-- Given instruction --
Turn the listing below into a numbered list with one entry per line, skipping any blank lines. Leave the picture out of your answer.

-- Input material --
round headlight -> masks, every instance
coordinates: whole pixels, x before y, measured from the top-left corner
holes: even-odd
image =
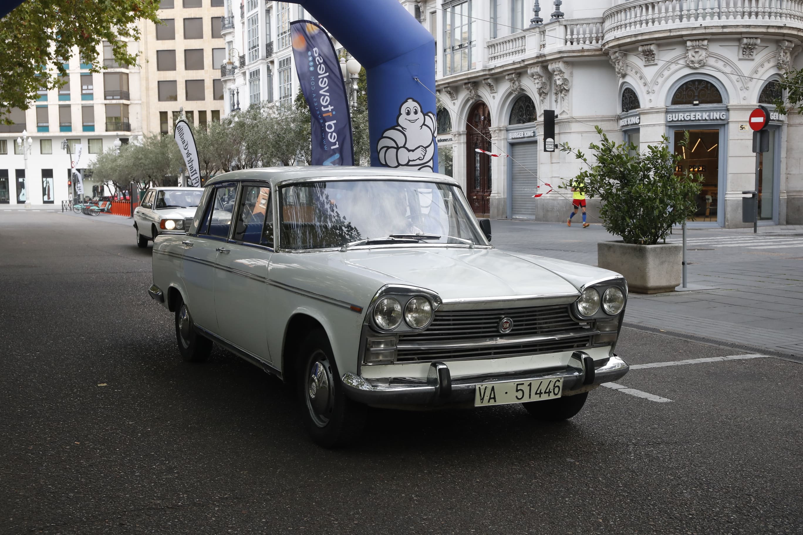
[[[432,319],[432,305],[426,298],[413,298],[404,307],[404,321],[414,329],[420,329]]]
[[[402,305],[394,298],[382,298],[373,307],[373,321],[385,330],[395,329],[402,322]]]
[[[586,288],[577,299],[577,310],[584,316],[593,316],[600,310],[600,294],[593,288]]]
[[[613,316],[622,312],[625,307],[625,294],[616,286],[611,286],[602,294],[602,309]]]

-- Task result --
1. round headlight -> masks, every instance
2. coordinates: whole pixels, x before y, measured from the top-left corner
3. holes: even-odd
4. image =
5. [[[432,319],[432,305],[426,298],[413,298],[404,307],[404,321],[414,329],[420,329]]]
6. [[[402,305],[394,298],[382,298],[373,307],[373,321],[385,330],[395,329],[402,322]]]
7. [[[586,288],[577,299],[577,310],[584,316],[593,316],[600,310],[600,294],[593,288]]]
8. [[[613,316],[622,312],[625,307],[625,294],[616,286],[611,286],[602,294],[602,309]]]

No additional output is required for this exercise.